O Scrum não é apenas uma estrutura para gerenciar projetos, mas uma filosofia que abraça a adaptabilidade e a melhoria contínua. Olhando de forma profunda a compreensão deste modelo torna-se evidente o alinhamento da gestão do conhecimento proposto por Takeuchi e Nonaka, especialmente no que se refere à externalização do conhecimento.

A externalização, no contexto do Scrum, ocorre em várias fases do ciclo de vida do desenvolvimento ágil. Durante às dailys, por exemplo, cada membro da equipe compartilha suas experiências e conhecimentos recentes, transformando o conhecimento tácito individual em uma compreensão coletiva. As discussões durante essas reuniões não apenas informam sobre o progresso do trabalho, mas também promovem a disseminação ativa do conhecimento entre os membros da equipe. Um ponto a ser ressaltado é que as reuniões diárias não são cerimônias de Status Report, elas necessitam da participação ativa da equipe scrum de forma crítica observando possíveis impedimento nas tarefas.

Fonte: https://www.scrum.org/resources/scrum-framework-poster

As cerimônias de revisão de sprint oferecem um palanque para a externalização sistemática do conhecimento adquirido durante o ciclo de desenvolvimento. Os membros da equipe scrum compartilham não apenas resultados atingidos no trabalho, mas também desafios enfrentados e as possíveis soluções. Essa prática não apenas consolida o conhecimento explícito, mas também estimula a externalização do conhecimento tácito, promovendo uma cultura de aprendizado coletivo.

Ao implementar o Scrum, as empresas não apenas adotam um método eficiente de gerenciamento de projetos, mas também incorporam um mecanismo poderoso de fortalecimento da equipe impulsionando a criação do conhecimento organizacional adaptativo e contínuo.

Kanban

O Kanban, oferece uma abordagem única para a gestão ágil, com ênfase na visualização do fluxo de trabalho oferecendo às equipes uma visão clara e em tempo real do status de cada tarefa. Isso não apenas facilita a identificação de gargalos, mas também serve como um mecanismo eficaz para a combinação de conhecimento.

A visualização do trabalho cria oportunidades para que a equipe se reúna, compartilhe perspectivas e troque informações sobre a melhor maneira de avançar. Para deixar claro, o Kanban tem seu foco nas entregas contínuas, como uma esteira de produção. Diferente do Scrum que trabalha com tempo determinado e pausa nas operações para reabastecimento, o Kanban o faz de forma orgânica e diária, fortalecendo a transparência em cada processo.

Fonte:chttps://www.totvs.com/blog/negocios/kanban/#:~:text=O%20termo%20%E2%80%9CKanban%E2%80%9D%20%C3%A9%20de,ele%20se%20move%20pelo%20processo.

A combinação de conhecimento no contexto do Kanban não é apenas uma consequência orgânica de visualização do trabalho, mas também uma prática deliberada durante as revisões do board. Durante estas revisões, a equipe não apenas atualiza o status das tarefas, mas compartilha experiências e conhecimentos relevantes. Esse processo não só fortalece a compreensão coletiva do trabalho em andamento, mas também promove a combinação ativa do conhecimento sobre melhores práticas, abordagens alternativas e soluções criativas para desafios específicos.

****************************************

## TAREFAS OBRIGATÓRIAS
- A) Responda com base no texto sobre Scrum e Kanban:
(i) A proposta de gestão do conhecimento de quais autores se alinha ao Scrum?
(ii) Com o que o texto compara o foco do Kanban nas entregas contínuas?
(iii) Em que momento a combinação de conhecimento no Kanban ocorre como prática deliberada?
- B) Transcreva, por favor, do texto sobre Scrum e Kanban tudo o que vai de "Ao implementar o" até "adaptativo e contínuo.".

****************************************

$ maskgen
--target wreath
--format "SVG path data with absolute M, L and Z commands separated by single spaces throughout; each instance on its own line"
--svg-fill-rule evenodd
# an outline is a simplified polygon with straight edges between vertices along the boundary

****************************************

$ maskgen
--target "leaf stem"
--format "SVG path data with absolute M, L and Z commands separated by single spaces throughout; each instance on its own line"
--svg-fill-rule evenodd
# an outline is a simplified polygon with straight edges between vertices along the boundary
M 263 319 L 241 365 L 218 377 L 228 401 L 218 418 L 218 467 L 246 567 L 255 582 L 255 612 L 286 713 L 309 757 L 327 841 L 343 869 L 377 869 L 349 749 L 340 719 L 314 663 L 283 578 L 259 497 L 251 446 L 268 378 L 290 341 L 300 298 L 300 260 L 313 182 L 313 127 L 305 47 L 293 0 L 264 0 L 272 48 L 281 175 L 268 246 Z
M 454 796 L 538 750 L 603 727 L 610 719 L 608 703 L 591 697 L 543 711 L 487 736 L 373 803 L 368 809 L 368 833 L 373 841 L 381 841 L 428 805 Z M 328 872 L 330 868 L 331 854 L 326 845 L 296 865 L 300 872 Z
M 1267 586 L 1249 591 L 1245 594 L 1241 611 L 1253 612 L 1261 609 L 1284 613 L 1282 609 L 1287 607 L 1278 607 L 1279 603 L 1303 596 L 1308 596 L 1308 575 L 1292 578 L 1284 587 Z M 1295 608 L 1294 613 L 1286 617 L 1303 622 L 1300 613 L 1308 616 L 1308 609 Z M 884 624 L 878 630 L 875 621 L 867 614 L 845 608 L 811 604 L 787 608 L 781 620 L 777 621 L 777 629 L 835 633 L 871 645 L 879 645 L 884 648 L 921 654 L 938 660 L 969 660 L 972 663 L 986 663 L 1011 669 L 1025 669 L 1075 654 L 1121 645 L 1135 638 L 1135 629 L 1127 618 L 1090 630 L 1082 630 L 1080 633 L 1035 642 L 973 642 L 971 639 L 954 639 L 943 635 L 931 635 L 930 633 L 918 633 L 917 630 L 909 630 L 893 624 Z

****************************************

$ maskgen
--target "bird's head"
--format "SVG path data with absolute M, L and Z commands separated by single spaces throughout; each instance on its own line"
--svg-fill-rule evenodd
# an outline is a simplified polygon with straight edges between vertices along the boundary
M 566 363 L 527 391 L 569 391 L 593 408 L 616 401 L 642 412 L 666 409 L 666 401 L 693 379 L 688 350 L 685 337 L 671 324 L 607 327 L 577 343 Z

****************************************

## RESPOSTAS ÀS TAREFAS
- A)
(i) Takeuchi e Nonaka.
(ii) Com uma esteira de produção.
(iii) Durante as revisões do board.

- B)
Ao implementar o Scrum, as empresas não apenas adotam um método eficiente de gerenciamento de projetos, mas também incorporam um mecanismo poderoso de fortalecimento da equipe impulsionando a criação do conhecimento organizacional adaptativo e contínuo.